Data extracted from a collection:
=== Section Start ===

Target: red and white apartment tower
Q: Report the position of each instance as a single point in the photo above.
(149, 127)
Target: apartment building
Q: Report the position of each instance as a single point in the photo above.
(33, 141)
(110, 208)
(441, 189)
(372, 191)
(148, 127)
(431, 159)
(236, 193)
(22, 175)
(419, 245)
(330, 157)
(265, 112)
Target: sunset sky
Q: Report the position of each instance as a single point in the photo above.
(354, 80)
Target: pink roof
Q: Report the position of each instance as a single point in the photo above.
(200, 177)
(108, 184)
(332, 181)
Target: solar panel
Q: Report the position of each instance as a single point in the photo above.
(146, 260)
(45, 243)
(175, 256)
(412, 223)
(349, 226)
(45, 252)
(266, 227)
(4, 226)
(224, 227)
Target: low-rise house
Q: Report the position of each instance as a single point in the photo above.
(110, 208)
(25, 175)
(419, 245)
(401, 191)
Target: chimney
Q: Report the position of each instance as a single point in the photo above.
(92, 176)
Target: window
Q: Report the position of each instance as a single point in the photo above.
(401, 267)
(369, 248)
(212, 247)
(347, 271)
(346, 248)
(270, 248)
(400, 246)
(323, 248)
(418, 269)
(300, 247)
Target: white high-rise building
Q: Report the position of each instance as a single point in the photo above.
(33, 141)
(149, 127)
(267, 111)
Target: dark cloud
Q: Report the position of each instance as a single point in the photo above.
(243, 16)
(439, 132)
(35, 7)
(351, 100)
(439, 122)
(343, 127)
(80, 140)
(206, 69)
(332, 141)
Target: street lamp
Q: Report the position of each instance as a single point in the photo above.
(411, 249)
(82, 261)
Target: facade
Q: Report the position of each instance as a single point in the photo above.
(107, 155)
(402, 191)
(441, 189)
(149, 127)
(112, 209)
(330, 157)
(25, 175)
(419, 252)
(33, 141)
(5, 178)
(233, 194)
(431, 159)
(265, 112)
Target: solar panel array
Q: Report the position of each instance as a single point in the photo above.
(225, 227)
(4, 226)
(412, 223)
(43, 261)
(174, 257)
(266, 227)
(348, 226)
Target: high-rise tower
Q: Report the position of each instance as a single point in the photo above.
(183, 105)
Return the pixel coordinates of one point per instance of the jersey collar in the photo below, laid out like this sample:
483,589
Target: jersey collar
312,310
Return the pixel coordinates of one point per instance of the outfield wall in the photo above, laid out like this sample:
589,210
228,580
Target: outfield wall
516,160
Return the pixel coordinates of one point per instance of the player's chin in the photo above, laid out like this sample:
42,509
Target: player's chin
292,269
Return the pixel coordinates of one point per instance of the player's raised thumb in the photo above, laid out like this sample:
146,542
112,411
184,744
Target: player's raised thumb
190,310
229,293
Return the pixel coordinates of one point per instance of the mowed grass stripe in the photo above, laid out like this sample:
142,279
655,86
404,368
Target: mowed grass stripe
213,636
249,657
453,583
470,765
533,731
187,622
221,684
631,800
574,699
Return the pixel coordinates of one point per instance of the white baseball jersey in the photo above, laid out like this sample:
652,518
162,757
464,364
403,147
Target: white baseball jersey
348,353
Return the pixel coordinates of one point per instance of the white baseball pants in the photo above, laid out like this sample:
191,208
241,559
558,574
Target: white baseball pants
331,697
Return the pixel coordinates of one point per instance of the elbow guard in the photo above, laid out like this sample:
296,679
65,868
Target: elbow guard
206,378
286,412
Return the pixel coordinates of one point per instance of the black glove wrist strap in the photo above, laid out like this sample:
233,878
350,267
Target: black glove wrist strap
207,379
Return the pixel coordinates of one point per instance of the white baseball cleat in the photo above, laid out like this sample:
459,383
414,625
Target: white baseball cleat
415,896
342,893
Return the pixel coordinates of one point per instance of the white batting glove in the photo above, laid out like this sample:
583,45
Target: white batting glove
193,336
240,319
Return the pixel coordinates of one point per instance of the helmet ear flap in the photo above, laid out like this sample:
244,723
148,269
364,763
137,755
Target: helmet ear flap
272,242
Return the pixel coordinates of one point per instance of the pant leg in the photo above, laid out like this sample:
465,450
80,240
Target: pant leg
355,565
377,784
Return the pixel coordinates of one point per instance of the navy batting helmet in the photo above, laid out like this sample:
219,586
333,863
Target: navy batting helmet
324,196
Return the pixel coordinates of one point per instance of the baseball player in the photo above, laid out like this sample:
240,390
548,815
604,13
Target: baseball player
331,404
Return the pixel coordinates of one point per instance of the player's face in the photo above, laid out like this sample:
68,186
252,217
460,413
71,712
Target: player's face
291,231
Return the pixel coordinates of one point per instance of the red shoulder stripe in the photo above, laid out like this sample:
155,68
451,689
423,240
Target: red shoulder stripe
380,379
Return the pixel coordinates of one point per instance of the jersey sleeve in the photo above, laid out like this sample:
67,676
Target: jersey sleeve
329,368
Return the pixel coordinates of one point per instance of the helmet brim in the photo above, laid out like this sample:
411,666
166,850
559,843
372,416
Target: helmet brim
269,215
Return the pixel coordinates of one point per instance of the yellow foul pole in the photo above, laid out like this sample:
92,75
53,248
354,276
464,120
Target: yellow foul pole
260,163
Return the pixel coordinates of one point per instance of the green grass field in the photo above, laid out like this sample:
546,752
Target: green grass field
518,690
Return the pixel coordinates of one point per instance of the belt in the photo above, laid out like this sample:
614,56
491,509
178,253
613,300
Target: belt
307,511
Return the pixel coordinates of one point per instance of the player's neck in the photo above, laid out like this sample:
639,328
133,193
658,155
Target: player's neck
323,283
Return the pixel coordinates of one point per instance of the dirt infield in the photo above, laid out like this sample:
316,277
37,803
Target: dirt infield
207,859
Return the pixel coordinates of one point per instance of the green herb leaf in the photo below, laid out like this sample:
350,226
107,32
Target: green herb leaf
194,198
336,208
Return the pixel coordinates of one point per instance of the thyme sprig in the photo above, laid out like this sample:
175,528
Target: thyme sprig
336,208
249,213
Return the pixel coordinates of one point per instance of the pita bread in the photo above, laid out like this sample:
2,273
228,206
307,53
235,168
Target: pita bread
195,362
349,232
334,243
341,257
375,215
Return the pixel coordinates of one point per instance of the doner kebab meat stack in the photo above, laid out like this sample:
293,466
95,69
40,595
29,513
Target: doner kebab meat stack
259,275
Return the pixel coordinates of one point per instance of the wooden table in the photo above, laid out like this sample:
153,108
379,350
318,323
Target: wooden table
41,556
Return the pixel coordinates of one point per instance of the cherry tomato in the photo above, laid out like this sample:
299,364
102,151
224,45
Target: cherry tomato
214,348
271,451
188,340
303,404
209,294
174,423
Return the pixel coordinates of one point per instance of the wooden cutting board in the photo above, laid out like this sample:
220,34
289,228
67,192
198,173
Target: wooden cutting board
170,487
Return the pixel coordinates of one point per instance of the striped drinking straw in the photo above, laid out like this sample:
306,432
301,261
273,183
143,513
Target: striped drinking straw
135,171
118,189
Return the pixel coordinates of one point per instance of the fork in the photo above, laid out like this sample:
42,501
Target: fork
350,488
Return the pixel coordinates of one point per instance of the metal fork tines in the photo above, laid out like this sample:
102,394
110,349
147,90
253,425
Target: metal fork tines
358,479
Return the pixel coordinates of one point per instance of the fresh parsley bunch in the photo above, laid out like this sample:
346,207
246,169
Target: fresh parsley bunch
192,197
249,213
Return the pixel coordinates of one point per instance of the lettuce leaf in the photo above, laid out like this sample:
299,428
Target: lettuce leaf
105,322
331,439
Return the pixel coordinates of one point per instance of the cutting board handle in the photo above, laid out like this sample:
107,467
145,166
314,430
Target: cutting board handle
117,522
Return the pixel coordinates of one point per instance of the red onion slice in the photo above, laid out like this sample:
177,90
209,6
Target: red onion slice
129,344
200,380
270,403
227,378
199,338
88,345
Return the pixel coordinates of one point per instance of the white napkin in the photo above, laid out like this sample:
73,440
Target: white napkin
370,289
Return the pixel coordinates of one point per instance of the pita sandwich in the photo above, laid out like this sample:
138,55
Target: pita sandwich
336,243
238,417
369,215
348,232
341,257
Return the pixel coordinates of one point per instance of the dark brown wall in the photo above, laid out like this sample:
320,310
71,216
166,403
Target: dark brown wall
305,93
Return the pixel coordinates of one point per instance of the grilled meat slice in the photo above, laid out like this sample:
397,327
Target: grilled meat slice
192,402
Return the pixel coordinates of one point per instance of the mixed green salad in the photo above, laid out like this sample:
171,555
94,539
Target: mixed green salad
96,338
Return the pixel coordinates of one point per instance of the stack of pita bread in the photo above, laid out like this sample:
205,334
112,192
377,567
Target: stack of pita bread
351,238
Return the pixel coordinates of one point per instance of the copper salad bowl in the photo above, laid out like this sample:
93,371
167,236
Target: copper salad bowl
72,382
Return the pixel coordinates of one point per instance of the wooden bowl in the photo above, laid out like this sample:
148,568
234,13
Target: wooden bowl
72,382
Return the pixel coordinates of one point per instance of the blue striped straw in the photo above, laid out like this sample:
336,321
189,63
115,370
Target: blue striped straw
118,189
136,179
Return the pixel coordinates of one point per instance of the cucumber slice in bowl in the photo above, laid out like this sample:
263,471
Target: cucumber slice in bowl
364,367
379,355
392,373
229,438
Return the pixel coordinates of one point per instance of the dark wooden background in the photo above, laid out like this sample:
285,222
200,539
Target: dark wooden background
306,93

=== Section End ===

• **Assigned task**: Lines from the top of the entries through the line with "Target: pink roof" are to be transcribed exactly, and nothing more.

• **Written answer**:
Target: red and white apartment tower
Q: Report the position of each instance as a single point in the photo above.
(149, 127)
Target: apartment building
Q: Report the position of each instance as a single point in the photo above.
(33, 141)
(110, 208)
(441, 189)
(372, 191)
(148, 127)
(431, 159)
(236, 193)
(22, 175)
(419, 245)
(330, 157)
(265, 112)
Target: sunset sky
Q: Report the position of each instance as a single point in the photo above.
(354, 80)
Target: pink roof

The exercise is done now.